Travail à faire →
**1.** D'après le texte sur le SPD, répondez aux questions suivantes :
(a) Quel est le nom complet du parti désigné par le sigle SPD ?
(b) Lors de quel congrès, et en quelle année, le parti abandonne-t-il la référence marxiste-léniniste ?
(c) À qui s'adresse aujourd'hui le parti social-démocrate ?
**2.** Prolongez le texte sur le SPD en reprenant après sa dernière phrase.

Extrait du texte →
○ ○ ○ ○ ○ ○ ○

Ce chapitre nous oblige à réviser les grandes phases chronologiques de l’évolution de l’Allemagne et à revoir la chronologie de la Guerre Froide et nous fait réfléchir sur la notion de socialisme en prenant un exemple.

Car dans ce chapitre, on suit sur la longue durée un parti dont le sigle est SPD.

Si on n’est pas germaniste on n’a pas besoin de savoir que ce parti est le « Sozialdemokratische Partei Deutschlands » (car on a toutes les chances de faire des fautes sur ce nom) mais, comme tout sigle qu’on utilise dans une copie de Bac, on doit connaître sa signification. SPD est le sigle du parti socialiste allemand.

A l’origine (dernier quart du XIXe siècle), c’est un parti « marxiste-léniniste » virulent lequel va progressivement choisir la voie du « réformisme » et, pendant la Guerre Froide, au Congrès de Bad Godesberg (1959) abandonner totalement cette référence marxiste-léniniste et son électorat ouvrier pour devenir le parti social-démocrate qu’il est aujourd’hui et qui s’adresse au peuple allemand tout entier.

○ ○ ○ ○ ○ ○ ○

Extraits des données →

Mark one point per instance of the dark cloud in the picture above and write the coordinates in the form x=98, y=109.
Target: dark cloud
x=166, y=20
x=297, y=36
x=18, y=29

○ ○ ○ ○ ○ ○ ○

Réponses par consigne →
**1.**
(a) Sozialdemokratische Partei Deutschlands
(b) Au Congrès de Bad Godesberg, en 1959
(c) Au peuple allemand tout entier

**2.**
C’est là l’intérêt majeur de cette question : comment un parti politique sur un échiquier politique pluripartiste réussit-il à traverser plus d’un siècle quand les conditions économiques, politiques, sociales et géopolitiques se transforment autant ? Il est forcément amené à évoluer !

Mais malheureusement pour comprendre ce petit résumé sur l’évolution du SPD il faut avoir en arrière-plan des connaissances plus générales. C’est là la grande difficulté de notre programme actuel de Terminale. Ce qui déroute le plus nos élèves.

J’ai mis entre guillemets les 2 expressions-clés qui irriguent tout ce chapitre et permettent de le comprendre : « marxiste-léniniste » et « réformiste » auxquels se rajoutent ces deux concepts de « socialisme » et « communisme »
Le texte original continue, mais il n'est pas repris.